Pointing and labeling items
· · · ·
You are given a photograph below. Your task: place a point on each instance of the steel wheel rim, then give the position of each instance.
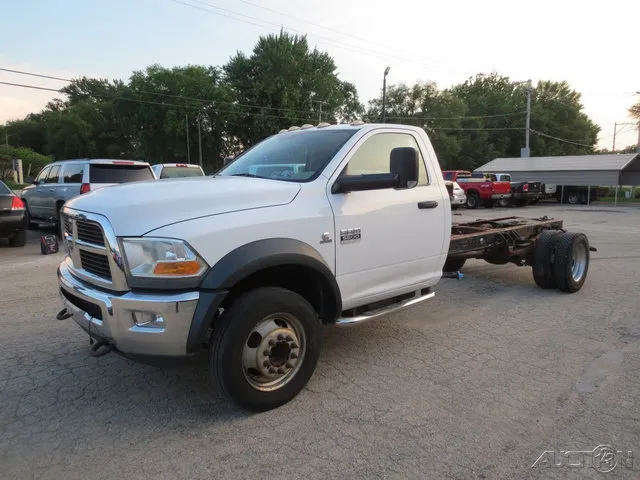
(273, 352)
(578, 262)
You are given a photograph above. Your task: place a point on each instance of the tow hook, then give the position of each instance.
(457, 275)
(63, 314)
(99, 349)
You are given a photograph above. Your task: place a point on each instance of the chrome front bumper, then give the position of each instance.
(135, 323)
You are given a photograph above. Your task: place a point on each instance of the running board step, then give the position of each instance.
(345, 321)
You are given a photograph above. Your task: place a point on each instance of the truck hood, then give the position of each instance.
(137, 208)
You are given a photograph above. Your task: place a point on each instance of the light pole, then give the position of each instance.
(384, 94)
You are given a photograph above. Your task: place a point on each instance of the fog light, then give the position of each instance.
(147, 320)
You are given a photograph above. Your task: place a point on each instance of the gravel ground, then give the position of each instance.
(477, 383)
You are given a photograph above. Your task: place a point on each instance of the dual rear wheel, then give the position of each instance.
(561, 260)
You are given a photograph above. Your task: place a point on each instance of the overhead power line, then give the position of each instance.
(572, 142)
(277, 27)
(209, 101)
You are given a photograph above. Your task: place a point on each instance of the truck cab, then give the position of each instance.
(315, 225)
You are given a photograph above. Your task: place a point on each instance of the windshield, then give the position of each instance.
(175, 172)
(297, 156)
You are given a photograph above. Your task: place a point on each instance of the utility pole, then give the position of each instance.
(527, 149)
(199, 141)
(186, 116)
(384, 94)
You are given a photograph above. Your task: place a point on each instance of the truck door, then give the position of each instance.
(385, 243)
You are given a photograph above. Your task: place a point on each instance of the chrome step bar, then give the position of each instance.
(346, 321)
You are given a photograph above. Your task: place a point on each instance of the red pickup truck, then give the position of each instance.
(481, 189)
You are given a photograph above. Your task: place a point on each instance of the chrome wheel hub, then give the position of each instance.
(273, 351)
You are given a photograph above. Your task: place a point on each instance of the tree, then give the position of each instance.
(425, 106)
(284, 83)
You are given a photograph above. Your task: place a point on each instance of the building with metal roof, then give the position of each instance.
(603, 170)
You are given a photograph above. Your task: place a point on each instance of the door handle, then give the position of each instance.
(427, 204)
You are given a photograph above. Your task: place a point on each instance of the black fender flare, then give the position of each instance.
(244, 261)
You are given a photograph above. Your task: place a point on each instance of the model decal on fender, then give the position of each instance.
(350, 234)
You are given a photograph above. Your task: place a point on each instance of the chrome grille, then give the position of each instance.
(90, 232)
(95, 263)
(93, 250)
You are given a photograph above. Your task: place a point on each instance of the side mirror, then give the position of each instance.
(403, 162)
(373, 181)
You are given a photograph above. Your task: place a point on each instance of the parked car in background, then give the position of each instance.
(456, 194)
(62, 180)
(522, 193)
(478, 189)
(13, 217)
(177, 170)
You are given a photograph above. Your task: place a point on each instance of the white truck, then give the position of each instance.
(353, 221)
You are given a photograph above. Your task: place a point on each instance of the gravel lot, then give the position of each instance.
(477, 383)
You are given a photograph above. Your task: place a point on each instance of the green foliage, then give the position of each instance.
(284, 83)
(155, 114)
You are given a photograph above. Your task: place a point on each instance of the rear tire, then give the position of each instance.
(571, 262)
(543, 254)
(265, 348)
(19, 239)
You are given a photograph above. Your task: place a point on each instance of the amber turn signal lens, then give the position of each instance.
(187, 267)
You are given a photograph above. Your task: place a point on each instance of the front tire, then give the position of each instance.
(265, 348)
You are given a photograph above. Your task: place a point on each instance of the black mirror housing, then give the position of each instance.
(403, 162)
(374, 181)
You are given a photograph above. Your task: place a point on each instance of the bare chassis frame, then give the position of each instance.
(500, 240)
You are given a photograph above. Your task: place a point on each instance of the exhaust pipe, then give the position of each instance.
(99, 349)
(64, 314)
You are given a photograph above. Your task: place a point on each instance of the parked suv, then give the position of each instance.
(177, 170)
(63, 180)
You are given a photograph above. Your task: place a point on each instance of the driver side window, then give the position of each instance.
(373, 155)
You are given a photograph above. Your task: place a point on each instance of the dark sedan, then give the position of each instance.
(13, 217)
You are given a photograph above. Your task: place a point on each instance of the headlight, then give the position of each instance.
(150, 260)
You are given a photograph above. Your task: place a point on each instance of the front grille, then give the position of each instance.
(91, 308)
(90, 232)
(96, 264)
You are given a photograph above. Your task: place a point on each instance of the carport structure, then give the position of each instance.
(578, 171)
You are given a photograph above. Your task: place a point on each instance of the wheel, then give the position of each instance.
(472, 200)
(543, 257)
(453, 264)
(265, 348)
(19, 239)
(571, 262)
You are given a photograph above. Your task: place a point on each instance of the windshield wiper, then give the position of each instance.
(251, 175)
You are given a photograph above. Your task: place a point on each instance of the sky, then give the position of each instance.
(593, 46)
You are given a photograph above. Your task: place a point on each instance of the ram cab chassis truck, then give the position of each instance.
(313, 226)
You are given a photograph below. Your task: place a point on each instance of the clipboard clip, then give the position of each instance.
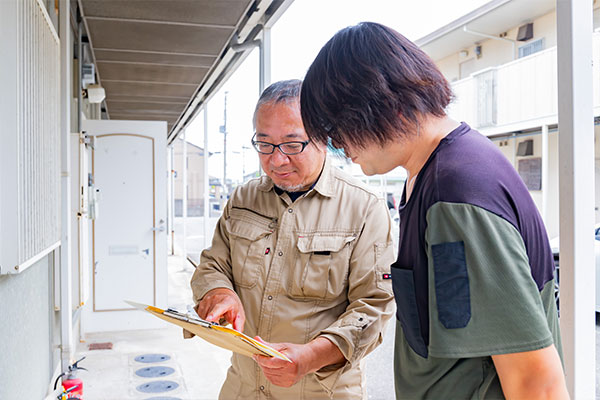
· · · ·
* _Task brief_:
Rewrite the stretch from the line containing "frame, then give the position of each instance." through the end of the items with each item's wording kept, adjusting every coordinate in the answers by adding -125 to it. Leave the pictures out.

* _Exercise output_:
You are given a photograph above. Your task: place a point on each instance of the bare chassis frame, then give the position of each instance.
(375, 115)
You are given a photograph above. Your task: place a point on each instance of the exhaust pipe, then give the position of each instance.
(-26, 224)
(-61, 189)
You are given a photograph above. Your task: place a point on each instance of the parked suv, then give the position of each instance.
(52, 45)
(-62, 55)
You are given a photograph above. Your task: place a point on each instance of the driver side window, then give the position of each instance.
(248, 30)
You are given a photograph above. Your task: place a point on each instance of the dark sedan, then give the position of each instance.
(-112, 92)
You are given a photograph above. Your task: place a point on each instance of the headlight, then give the position of each instance.
(25, 135)
You are given a photograph above. Your task: place a point on each instance of the front grille, then give the position of each instance.
(-34, 183)
(-35, 107)
(-29, 139)
You are given a photograph above. Your task: place a point on each instance of the carport structure, then give the position of each instance.
(453, 46)
You are given a photograph above. Your task: place a point on each instance of the wheel, then give the position of each instance.
(347, 75)
(418, 132)
(328, 139)
(140, 223)
(-106, 114)
(446, 137)
You are given a photograph above. Your task: place a point on each instance of the windshield wiper, then give the position of each instance.
(126, 50)
You are given a photograph above. Your task: place a point on each instance of the sky, then give the position of each instance.
(468, -79)
You are given a photograph above. Your task: place a point on each instance of the ram cab chassis truck, then give the position of each instance.
(188, 101)
You are given a photograph below. Your task: place a point on each instance of the clipboard clip, then give the position of each instance.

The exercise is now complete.